---------- DATASET EXTRACT ----------

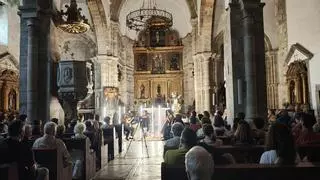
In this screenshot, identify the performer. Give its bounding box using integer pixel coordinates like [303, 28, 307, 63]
[123, 114, 134, 140]
[140, 111, 150, 132]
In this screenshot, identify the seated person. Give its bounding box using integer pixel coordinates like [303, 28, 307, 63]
[56, 124, 66, 139]
[233, 121, 254, 145]
[185, 146, 214, 180]
[164, 128, 197, 165]
[0, 120, 49, 180]
[164, 122, 184, 149]
[252, 118, 266, 145]
[200, 124, 223, 147]
[260, 123, 300, 165]
[70, 123, 90, 179]
[33, 122, 72, 167]
[292, 113, 320, 145]
[197, 116, 211, 139]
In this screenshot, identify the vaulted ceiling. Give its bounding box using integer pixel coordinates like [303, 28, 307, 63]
[110, 0, 197, 21]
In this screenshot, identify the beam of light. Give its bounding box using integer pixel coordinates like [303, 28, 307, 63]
[157, 105, 161, 136]
[151, 106, 154, 134]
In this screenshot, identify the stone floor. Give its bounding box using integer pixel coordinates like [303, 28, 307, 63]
[94, 140, 163, 180]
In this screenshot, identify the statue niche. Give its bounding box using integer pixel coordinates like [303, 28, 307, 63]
[136, 54, 148, 71]
[152, 54, 165, 74]
[286, 61, 309, 105]
[169, 54, 180, 71]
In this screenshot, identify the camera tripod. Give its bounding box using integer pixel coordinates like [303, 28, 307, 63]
[123, 120, 149, 158]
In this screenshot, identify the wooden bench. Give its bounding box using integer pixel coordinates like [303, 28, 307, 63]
[0, 163, 19, 180]
[32, 149, 72, 180]
[161, 163, 320, 180]
[63, 139, 96, 180]
[102, 128, 115, 161]
[212, 146, 265, 163]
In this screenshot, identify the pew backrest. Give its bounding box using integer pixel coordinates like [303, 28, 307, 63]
[161, 163, 320, 180]
[32, 148, 58, 180]
[0, 163, 19, 180]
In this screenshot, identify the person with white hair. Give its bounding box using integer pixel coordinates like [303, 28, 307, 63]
[33, 122, 72, 167]
[164, 122, 184, 149]
[185, 146, 214, 180]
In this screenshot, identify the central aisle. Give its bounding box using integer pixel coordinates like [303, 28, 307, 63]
[94, 141, 164, 180]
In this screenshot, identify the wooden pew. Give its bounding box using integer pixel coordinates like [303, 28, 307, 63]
[0, 163, 19, 180]
[32, 149, 72, 180]
[161, 163, 320, 180]
[212, 146, 265, 163]
[102, 128, 115, 161]
[297, 144, 320, 162]
[63, 139, 96, 180]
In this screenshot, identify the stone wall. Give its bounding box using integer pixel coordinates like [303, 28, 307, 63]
[282, 0, 320, 115]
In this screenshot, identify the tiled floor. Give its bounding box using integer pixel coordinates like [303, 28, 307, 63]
[94, 141, 163, 180]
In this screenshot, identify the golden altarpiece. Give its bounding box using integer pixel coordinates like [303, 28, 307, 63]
[133, 29, 183, 106]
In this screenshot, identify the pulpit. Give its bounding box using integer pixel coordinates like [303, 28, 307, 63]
[57, 61, 93, 122]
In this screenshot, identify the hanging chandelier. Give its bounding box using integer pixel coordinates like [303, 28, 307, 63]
[126, 0, 173, 32]
[57, 0, 90, 34]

----------

Reproduce the entire listing above word for word, omitting the picture.

In this screenshot, identify the performer. Give its bounding box using integer pixel coordinates like [303, 28, 307, 63]
[123, 114, 134, 140]
[140, 111, 150, 132]
In this screenshot, identify the seated person. Give its bounding box using integer pixel coordinates like [303, 28, 307, 63]
[56, 124, 66, 139]
[233, 121, 254, 145]
[185, 146, 214, 180]
[164, 128, 197, 165]
[0, 120, 49, 180]
[164, 122, 184, 149]
[252, 118, 266, 145]
[200, 124, 223, 147]
[260, 123, 300, 165]
[70, 123, 90, 179]
[33, 122, 72, 167]
[292, 113, 320, 145]
[197, 116, 211, 139]
In this screenshot, identify the vaulted ceiling. Give its bounding box using integer pixel coordinates like [303, 28, 307, 63]
[110, 0, 197, 21]
In this screenshot, identify the beam of light. Give its bounding box using integer pixel coordinates like [303, 28, 307, 63]
[157, 105, 161, 136]
[151, 106, 154, 134]
In this screenshot, identify the stone floor. Give its bounding box using integer pixel coordinates like [303, 28, 307, 63]
[94, 140, 163, 180]
In this screenshot, identify the statue niche. Give its bounding box using integer pixel coordinates like [303, 28, 307, 63]
[136, 54, 148, 71]
[152, 54, 165, 74]
[286, 61, 309, 105]
[169, 54, 180, 71]
In this screenshot, identify the camera tripod. Give its bounding box using integer pixel coordinates like [303, 28, 307, 63]
[123, 120, 149, 158]
In this screenshot, identify the wooden bench. Give its bounding box using integer pixel coordinates like [303, 28, 307, 63]
[0, 163, 19, 180]
[32, 149, 72, 180]
[161, 163, 320, 180]
[63, 139, 96, 180]
[102, 128, 115, 161]
[212, 146, 265, 163]
In this screenshot, identify the pew backrest. Give its bounding box using integer pixel coordinates like [303, 28, 307, 63]
[161, 163, 320, 180]
[32, 148, 58, 180]
[0, 163, 19, 180]
In this screenshot, identify the person with white hair. Give its bounding box using integer pixel coordinates like [303, 28, 307, 63]
[33, 122, 72, 167]
[164, 122, 184, 149]
[185, 146, 214, 180]
In this screenshot, identify the central aisle. Give its bounding box using integer pixel coordinates like [303, 28, 307, 63]
[94, 141, 164, 180]
In this screenshot, identify the wooden pew. Give its bounding box using integer pixel coordinates like [303, 28, 307, 63]
[0, 163, 19, 180]
[32, 149, 72, 180]
[161, 163, 320, 180]
[212, 146, 265, 163]
[102, 128, 115, 161]
[297, 144, 320, 162]
[63, 139, 96, 180]
In this screenshot, identify the stone wall. Give its bounding box using integer pixel coordinates like [303, 28, 307, 63]
[282, 0, 320, 115]
In this screenshot, identify the tiled floor. Give its bounding box using integer pixel coordinates like [303, 28, 307, 63]
[94, 141, 163, 180]
In this screenshot, identify the golden altarpiece. Give its bounding box using integer pixel coordinates like [303, 28, 307, 63]
[133, 29, 183, 106]
In this screenshot, identify the pulpit. Give its bounding box using integer pixel coordinates like [303, 28, 307, 63]
[57, 61, 93, 122]
In this screenshot, identify the hanging chandelier. Give its bounding box using integer pixel coordinates like [303, 28, 307, 63]
[126, 0, 173, 32]
[57, 0, 90, 34]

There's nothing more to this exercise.